_Problem description_. Retype all of the data that follows, line for line.

----- Source data

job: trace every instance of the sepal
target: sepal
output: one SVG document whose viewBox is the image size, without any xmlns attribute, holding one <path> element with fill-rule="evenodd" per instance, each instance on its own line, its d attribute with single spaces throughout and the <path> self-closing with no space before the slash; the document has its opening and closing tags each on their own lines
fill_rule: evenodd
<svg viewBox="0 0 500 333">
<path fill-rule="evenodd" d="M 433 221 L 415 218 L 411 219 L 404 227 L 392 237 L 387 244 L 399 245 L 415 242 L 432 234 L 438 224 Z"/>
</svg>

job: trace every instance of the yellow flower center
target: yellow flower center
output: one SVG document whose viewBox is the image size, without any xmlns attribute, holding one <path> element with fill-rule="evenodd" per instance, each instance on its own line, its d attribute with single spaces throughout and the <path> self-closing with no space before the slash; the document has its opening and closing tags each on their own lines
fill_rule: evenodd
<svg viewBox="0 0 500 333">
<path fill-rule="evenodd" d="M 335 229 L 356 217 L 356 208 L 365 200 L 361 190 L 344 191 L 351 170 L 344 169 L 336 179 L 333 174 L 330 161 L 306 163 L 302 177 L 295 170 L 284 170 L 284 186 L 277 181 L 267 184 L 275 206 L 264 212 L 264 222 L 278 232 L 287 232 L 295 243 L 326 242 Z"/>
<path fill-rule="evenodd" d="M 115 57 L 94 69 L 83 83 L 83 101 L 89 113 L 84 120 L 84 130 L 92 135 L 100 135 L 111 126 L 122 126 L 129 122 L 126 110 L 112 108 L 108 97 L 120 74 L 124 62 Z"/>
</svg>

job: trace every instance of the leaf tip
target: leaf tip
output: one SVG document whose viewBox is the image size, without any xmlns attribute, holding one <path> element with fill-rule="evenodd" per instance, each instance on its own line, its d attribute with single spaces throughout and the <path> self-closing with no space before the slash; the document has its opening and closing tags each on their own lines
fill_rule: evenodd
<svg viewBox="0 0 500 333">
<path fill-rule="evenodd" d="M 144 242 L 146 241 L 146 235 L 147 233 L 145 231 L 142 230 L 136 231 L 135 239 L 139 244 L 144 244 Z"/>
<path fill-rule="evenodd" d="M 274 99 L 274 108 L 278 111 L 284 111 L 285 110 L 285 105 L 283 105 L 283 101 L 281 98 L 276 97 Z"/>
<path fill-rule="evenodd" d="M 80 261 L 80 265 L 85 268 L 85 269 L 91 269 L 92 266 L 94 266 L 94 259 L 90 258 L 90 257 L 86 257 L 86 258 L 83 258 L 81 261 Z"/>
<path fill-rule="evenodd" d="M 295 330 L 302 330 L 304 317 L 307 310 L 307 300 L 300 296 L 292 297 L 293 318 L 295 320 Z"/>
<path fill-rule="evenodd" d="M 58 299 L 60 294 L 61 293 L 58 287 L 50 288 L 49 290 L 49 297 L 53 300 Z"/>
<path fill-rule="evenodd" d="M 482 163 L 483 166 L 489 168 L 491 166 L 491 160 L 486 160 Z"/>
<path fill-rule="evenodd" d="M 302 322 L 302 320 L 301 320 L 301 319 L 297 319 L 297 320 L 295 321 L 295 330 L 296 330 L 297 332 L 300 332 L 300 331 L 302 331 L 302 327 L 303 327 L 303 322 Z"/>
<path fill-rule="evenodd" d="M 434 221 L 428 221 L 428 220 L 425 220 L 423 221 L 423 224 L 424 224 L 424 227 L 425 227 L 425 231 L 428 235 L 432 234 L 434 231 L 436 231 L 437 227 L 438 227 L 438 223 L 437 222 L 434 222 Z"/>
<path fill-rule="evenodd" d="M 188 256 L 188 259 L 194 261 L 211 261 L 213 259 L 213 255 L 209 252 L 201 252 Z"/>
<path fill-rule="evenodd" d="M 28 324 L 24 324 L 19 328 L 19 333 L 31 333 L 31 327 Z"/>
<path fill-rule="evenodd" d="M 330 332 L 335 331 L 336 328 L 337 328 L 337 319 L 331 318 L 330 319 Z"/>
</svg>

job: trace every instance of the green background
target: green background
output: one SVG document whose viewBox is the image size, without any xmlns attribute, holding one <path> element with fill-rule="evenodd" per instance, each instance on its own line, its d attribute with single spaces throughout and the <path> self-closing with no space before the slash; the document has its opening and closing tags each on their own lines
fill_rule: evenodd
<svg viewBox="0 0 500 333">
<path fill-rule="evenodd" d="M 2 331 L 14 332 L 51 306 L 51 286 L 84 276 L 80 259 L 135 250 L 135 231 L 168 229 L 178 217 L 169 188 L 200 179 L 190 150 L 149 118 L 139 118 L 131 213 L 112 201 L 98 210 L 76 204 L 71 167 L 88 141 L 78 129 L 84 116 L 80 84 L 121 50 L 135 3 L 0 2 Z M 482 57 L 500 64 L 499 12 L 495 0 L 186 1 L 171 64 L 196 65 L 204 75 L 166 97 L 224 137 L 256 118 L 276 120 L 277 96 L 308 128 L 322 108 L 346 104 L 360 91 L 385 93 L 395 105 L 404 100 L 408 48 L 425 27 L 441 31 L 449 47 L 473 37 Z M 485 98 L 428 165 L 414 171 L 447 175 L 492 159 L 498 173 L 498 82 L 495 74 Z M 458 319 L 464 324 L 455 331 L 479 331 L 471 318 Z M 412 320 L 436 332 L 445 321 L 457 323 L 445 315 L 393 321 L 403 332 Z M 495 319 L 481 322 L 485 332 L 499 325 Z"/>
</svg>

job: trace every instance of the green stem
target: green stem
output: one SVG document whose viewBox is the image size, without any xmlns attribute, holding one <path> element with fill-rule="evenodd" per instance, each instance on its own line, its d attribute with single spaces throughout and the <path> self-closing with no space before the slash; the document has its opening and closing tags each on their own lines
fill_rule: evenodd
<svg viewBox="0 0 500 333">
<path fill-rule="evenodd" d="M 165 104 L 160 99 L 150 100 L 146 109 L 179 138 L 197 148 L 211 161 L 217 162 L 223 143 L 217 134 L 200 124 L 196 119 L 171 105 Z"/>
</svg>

----------

_Answer to the problem_.
job: trace every instance of the sepal
target: sepal
output: one SVG document whose viewBox is the image size, without any xmlns attribute, holding one <path> element with fill-rule="evenodd" per instance, each instance on its own line, its d attribute with single spaces throughout and the <path> self-closing with no space before the slash; the document has its opening and closing tags each on their own lines
fill_rule: evenodd
<svg viewBox="0 0 500 333">
<path fill-rule="evenodd" d="M 433 221 L 415 218 L 411 219 L 404 227 L 392 237 L 387 244 L 399 245 L 415 242 L 432 234 L 438 224 Z"/>
</svg>

job: trace every instance of the yellow flower center
target: yellow flower center
output: one SVG document whose viewBox is the image size, without any xmlns attribute, holding one <path> element with fill-rule="evenodd" per instance, each instance on its own line, its d attribute with single spaces throughout and the <path> self-closing with no space before the slash; the document has its opening and closing tags each on their own lines
fill_rule: evenodd
<svg viewBox="0 0 500 333">
<path fill-rule="evenodd" d="M 335 229 L 356 217 L 356 208 L 365 200 L 361 190 L 344 191 L 351 170 L 344 169 L 336 179 L 333 174 L 330 161 L 306 163 L 302 177 L 295 170 L 284 170 L 284 186 L 277 181 L 267 184 L 275 206 L 264 212 L 264 222 L 278 232 L 287 232 L 295 243 L 326 242 Z"/>
<path fill-rule="evenodd" d="M 115 57 L 94 69 L 83 83 L 83 101 L 89 113 L 84 120 L 84 130 L 92 135 L 100 135 L 111 126 L 122 126 L 129 122 L 126 110 L 112 108 L 108 97 L 120 74 L 124 62 Z"/>
</svg>

job: trace every instance of the leaf tip
target: leaf tip
output: one SVG document whose viewBox is the image size, without any xmlns attribute, holding one <path> element with fill-rule="evenodd" per instance, each instance on its own line, its d attribute with single spaces throughout and the <path> self-closing with no space before the slash; the document has its opening and closing tags each on their own lines
fill_rule: evenodd
<svg viewBox="0 0 500 333">
<path fill-rule="evenodd" d="M 144 242 L 146 241 L 146 235 L 147 233 L 145 231 L 142 230 L 136 231 L 135 239 L 139 244 L 144 244 Z"/>
<path fill-rule="evenodd" d="M 274 99 L 274 108 L 278 111 L 284 111 L 285 110 L 285 105 L 283 105 L 283 101 L 281 98 L 276 97 Z"/>
<path fill-rule="evenodd" d="M 80 261 L 80 265 L 85 268 L 85 269 L 91 269 L 92 266 L 94 266 L 94 259 L 90 258 L 90 257 L 86 257 L 86 258 L 83 258 L 81 261 Z"/>
<path fill-rule="evenodd" d="M 295 330 L 302 330 L 304 317 L 307 310 L 307 300 L 300 296 L 292 297 L 293 318 L 295 320 Z"/>
<path fill-rule="evenodd" d="M 58 299 L 60 294 L 61 293 L 58 287 L 50 288 L 49 290 L 49 297 L 53 300 Z"/>
<path fill-rule="evenodd" d="M 482 163 L 483 166 L 489 168 L 491 166 L 491 160 L 486 160 Z"/>
<path fill-rule="evenodd" d="M 302 322 L 302 320 L 301 320 L 301 319 L 297 319 L 297 320 L 295 321 L 295 330 L 296 330 L 297 332 L 300 332 L 300 331 L 302 331 L 302 327 L 303 327 L 303 322 Z"/>
<path fill-rule="evenodd" d="M 434 221 L 428 221 L 428 220 L 425 220 L 423 221 L 423 224 L 424 224 L 424 227 L 425 227 L 425 231 L 428 235 L 432 234 L 434 231 L 436 231 L 437 227 L 438 227 L 438 223 L 437 222 L 434 222 Z"/>
<path fill-rule="evenodd" d="M 188 256 L 188 259 L 194 261 L 211 261 L 213 259 L 213 255 L 209 252 L 201 252 Z"/>
<path fill-rule="evenodd" d="M 28 324 L 24 324 L 19 328 L 19 333 L 31 333 L 31 327 Z"/>
<path fill-rule="evenodd" d="M 330 332 L 335 331 L 336 328 L 337 328 L 337 319 L 331 318 L 330 319 Z"/>
</svg>

job: trace every instance of the green background
target: green background
output: one SVG document whose viewBox is the image size, without any xmlns attribute, holding one <path> element with fill-rule="evenodd" per instance, each instance on its own line, its d attribute with single spaces throughout and the <path> self-closing with no space before the slash; the document has its opening and closing tags each on their own lines
fill_rule: evenodd
<svg viewBox="0 0 500 333">
<path fill-rule="evenodd" d="M 2 331 L 14 332 L 51 306 L 51 286 L 84 276 L 80 259 L 135 250 L 135 231 L 168 229 L 178 217 L 169 188 L 200 179 L 190 150 L 149 118 L 139 118 L 131 213 L 112 201 L 98 210 L 76 204 L 71 167 L 88 141 L 78 129 L 84 116 L 80 84 L 121 50 L 135 3 L 0 2 Z M 482 57 L 500 64 L 499 12 L 495 0 L 186 1 L 171 64 L 196 65 L 204 75 L 166 97 L 224 137 L 256 118 L 276 120 L 277 96 L 308 128 L 322 108 L 346 104 L 360 91 L 385 93 L 395 105 L 404 100 L 408 48 L 425 27 L 441 31 L 449 47 L 473 37 Z M 485 98 L 428 165 L 414 171 L 447 175 L 492 159 L 498 173 L 498 82 L 495 74 Z M 458 319 L 464 324 L 455 331 L 479 331 L 471 318 Z M 412 320 L 436 332 L 445 321 L 457 323 L 445 315 L 393 321 L 403 332 Z M 495 319 L 481 322 L 485 332 L 499 325 Z"/>
</svg>

job: trace every instance of the green stem
target: green stem
output: one SVG document whose viewBox is the image size, without any xmlns attribute, holding one <path> element with fill-rule="evenodd" per instance, each instance on its own line, its d attribute with single spaces throughout and the <path> self-closing with no space before the slash; the document has its opening and closing tags each on their own lines
fill_rule: evenodd
<svg viewBox="0 0 500 333">
<path fill-rule="evenodd" d="M 165 104 L 160 99 L 150 100 L 146 109 L 179 138 L 197 148 L 211 161 L 217 162 L 223 143 L 217 134 L 200 124 L 196 119 L 171 105 Z"/>
</svg>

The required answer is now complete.